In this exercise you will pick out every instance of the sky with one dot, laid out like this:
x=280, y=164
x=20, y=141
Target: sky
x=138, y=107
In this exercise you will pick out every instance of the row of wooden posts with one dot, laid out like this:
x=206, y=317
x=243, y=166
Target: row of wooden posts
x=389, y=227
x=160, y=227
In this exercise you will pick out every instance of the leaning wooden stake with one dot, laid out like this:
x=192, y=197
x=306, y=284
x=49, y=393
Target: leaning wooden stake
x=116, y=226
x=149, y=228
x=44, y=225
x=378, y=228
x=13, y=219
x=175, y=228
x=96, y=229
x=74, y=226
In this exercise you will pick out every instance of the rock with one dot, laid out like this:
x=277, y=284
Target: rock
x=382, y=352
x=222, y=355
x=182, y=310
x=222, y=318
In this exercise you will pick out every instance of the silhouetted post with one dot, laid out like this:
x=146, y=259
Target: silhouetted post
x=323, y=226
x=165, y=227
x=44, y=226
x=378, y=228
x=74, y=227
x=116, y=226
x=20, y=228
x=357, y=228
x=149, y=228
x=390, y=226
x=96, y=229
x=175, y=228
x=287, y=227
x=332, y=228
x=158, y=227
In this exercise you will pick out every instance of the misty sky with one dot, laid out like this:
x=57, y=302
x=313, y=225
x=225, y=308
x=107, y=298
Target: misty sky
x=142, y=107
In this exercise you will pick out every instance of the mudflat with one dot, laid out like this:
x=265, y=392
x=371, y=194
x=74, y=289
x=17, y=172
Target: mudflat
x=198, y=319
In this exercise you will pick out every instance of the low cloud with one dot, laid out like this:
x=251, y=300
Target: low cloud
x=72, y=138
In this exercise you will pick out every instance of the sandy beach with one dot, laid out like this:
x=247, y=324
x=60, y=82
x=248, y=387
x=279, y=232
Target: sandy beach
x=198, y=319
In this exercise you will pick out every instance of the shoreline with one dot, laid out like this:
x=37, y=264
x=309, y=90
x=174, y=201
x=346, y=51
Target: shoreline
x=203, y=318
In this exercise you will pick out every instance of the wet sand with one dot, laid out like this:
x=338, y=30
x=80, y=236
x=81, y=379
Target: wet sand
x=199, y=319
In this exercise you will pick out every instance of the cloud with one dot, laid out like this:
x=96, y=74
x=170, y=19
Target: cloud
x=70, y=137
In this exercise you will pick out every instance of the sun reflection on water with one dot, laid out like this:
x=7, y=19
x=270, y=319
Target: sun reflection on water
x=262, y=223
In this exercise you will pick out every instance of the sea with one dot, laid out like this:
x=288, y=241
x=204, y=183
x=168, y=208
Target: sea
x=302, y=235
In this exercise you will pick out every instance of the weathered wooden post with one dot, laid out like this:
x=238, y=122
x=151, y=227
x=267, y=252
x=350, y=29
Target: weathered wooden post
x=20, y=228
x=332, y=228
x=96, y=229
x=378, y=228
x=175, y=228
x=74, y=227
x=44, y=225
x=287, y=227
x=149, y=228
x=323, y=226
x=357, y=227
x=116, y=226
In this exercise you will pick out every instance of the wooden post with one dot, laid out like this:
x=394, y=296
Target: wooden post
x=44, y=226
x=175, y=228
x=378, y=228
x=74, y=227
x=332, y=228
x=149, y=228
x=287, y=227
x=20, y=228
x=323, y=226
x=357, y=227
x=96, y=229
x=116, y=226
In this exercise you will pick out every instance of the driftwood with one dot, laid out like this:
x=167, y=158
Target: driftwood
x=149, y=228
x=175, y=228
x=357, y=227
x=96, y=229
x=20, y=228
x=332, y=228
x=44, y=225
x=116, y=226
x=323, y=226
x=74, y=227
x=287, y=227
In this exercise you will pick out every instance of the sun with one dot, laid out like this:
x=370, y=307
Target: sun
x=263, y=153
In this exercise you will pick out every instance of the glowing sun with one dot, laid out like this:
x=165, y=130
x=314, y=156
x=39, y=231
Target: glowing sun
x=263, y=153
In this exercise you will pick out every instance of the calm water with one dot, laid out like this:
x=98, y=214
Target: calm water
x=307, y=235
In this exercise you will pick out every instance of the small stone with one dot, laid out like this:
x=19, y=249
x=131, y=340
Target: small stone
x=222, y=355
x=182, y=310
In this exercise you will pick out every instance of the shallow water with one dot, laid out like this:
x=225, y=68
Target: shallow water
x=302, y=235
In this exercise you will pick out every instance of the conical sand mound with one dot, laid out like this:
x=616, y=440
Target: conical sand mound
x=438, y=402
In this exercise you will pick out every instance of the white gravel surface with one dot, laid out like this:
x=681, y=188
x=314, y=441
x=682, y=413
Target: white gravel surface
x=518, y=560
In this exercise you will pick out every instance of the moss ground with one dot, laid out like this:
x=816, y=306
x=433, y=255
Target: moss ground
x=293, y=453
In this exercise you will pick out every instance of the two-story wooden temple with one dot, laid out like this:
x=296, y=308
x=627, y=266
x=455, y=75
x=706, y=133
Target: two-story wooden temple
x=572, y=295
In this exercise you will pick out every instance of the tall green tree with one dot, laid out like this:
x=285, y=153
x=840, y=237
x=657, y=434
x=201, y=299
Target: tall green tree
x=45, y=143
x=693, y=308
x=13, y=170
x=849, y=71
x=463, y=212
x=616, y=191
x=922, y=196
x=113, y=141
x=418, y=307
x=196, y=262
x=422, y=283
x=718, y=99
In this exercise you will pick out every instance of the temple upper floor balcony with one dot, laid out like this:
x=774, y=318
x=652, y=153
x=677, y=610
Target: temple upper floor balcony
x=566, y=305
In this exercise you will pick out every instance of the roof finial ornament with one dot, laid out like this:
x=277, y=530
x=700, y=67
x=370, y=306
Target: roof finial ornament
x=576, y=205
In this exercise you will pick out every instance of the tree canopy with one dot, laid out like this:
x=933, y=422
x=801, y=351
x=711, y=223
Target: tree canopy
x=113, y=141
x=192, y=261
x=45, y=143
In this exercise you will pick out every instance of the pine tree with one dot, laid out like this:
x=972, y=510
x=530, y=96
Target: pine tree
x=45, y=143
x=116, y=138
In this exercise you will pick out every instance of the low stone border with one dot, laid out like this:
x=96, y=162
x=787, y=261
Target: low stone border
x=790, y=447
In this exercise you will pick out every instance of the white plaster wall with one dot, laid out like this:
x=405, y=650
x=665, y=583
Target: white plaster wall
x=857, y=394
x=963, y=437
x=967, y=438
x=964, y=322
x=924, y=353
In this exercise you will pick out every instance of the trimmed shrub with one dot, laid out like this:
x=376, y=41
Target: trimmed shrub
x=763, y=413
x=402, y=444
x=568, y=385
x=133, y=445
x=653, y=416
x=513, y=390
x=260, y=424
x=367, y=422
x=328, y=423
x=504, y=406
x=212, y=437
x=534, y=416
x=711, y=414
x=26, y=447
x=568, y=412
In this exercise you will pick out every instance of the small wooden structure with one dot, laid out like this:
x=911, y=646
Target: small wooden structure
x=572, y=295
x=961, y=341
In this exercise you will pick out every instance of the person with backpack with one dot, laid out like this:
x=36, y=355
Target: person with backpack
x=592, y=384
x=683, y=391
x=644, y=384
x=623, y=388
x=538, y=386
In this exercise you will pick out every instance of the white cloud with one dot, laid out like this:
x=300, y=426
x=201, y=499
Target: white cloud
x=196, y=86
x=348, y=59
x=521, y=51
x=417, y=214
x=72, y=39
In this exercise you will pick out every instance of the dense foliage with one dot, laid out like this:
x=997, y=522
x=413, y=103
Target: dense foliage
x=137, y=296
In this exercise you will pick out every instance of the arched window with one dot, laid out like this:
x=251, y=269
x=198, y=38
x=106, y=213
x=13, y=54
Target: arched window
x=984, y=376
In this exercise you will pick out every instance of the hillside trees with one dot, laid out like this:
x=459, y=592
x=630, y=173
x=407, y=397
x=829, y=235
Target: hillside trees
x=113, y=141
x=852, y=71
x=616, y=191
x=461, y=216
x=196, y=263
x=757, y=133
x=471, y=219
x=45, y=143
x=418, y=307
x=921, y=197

#####

# What the task asks
Extract exactly and only the lines above from the line containing "x=314, y=441" through the line containing "x=285, y=153", both end lines included.

# Written response
x=314, y=441
x=682, y=413
Target: white gravel surface
x=518, y=560
In this exercise you will pick out every instance of the moss ground with one dot, laid out like this:
x=816, y=306
x=433, y=255
Target: moss ground
x=293, y=453
In this exercise you will pick out every instance of the two-story wooden temple with one dot, laid out like this:
x=296, y=308
x=627, y=266
x=455, y=75
x=706, y=133
Target: two-story wooden temple
x=572, y=295
In this exercise you will pick out every instance of the tall green tree with one dot, laid out like this:
x=285, y=153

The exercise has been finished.